ENTRIES SUPPLIED:
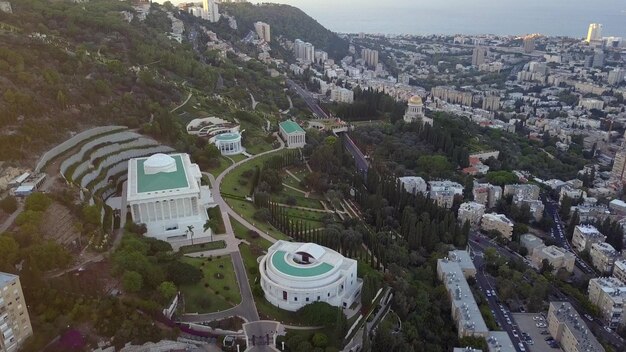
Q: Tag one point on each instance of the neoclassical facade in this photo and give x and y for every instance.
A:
(293, 134)
(165, 194)
(415, 111)
(229, 143)
(296, 274)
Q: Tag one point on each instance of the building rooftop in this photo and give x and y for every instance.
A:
(462, 258)
(305, 260)
(498, 217)
(462, 298)
(227, 137)
(621, 264)
(500, 341)
(588, 230)
(604, 248)
(5, 278)
(471, 206)
(160, 172)
(567, 315)
(290, 127)
(556, 252)
(610, 285)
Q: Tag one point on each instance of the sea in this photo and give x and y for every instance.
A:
(501, 17)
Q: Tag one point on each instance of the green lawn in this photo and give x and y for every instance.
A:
(314, 218)
(238, 157)
(301, 171)
(201, 247)
(266, 309)
(242, 232)
(301, 201)
(218, 290)
(289, 180)
(216, 221)
(224, 163)
(247, 210)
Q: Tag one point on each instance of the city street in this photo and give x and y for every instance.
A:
(310, 101)
(558, 233)
(487, 287)
(478, 244)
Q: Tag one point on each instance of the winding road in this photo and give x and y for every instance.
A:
(246, 309)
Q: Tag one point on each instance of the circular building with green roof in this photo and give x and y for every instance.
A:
(229, 143)
(296, 274)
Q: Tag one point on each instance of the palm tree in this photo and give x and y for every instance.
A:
(190, 231)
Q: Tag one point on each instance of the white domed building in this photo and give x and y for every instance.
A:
(164, 193)
(228, 143)
(296, 274)
(415, 111)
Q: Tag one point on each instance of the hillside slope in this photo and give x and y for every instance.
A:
(289, 22)
(65, 67)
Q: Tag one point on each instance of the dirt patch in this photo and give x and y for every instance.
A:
(8, 174)
(60, 225)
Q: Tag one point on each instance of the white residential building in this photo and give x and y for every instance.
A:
(15, 325)
(415, 111)
(165, 194)
(414, 184)
(589, 103)
(472, 212)
(608, 294)
(603, 256)
(443, 192)
(292, 134)
(584, 236)
(304, 51)
(569, 330)
(487, 194)
(498, 222)
(342, 95)
(619, 269)
(263, 31)
(453, 272)
(558, 257)
(522, 191)
(594, 33)
(296, 274)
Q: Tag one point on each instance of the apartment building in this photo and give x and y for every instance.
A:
(608, 294)
(15, 325)
(584, 236)
(472, 212)
(619, 269)
(498, 222)
(453, 271)
(603, 256)
(569, 329)
(487, 194)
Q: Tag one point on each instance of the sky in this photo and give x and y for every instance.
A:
(550, 17)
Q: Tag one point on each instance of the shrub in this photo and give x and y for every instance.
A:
(8, 204)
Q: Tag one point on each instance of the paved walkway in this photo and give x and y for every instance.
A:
(216, 183)
(305, 208)
(246, 309)
(181, 105)
(306, 194)
(292, 175)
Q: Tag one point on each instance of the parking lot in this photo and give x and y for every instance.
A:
(527, 325)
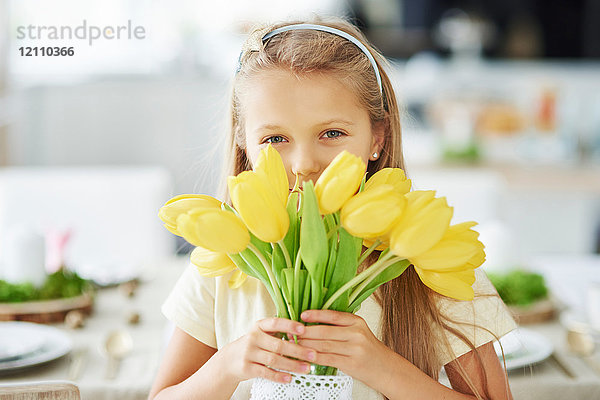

GIVEN PROBLEM:
Reproduce the rows from the line containing "Q: Tag one point on each instance of the shrub" through the end of the rows, keeping the request lines unchanged and shifting each coordinate in the answers by adding 135 to both its x and y values. Leave the pictures out.

RESULT FOR THIS EXERCISE:
Q: Tag one point on each instance of the shrub in this photo and give x and y for every instance.
A:
(143, 339)
Q: Tag one point on each instance of the paved walkway in this photo and give x and y for every instance.
A:
(351, 318)
(440, 343)
(381, 444)
(316, 240)
(441, 329)
(427, 310)
Q: Tag one point on each instance of the parking lot in this photo and give x and y for every instance.
A:
(662, 460)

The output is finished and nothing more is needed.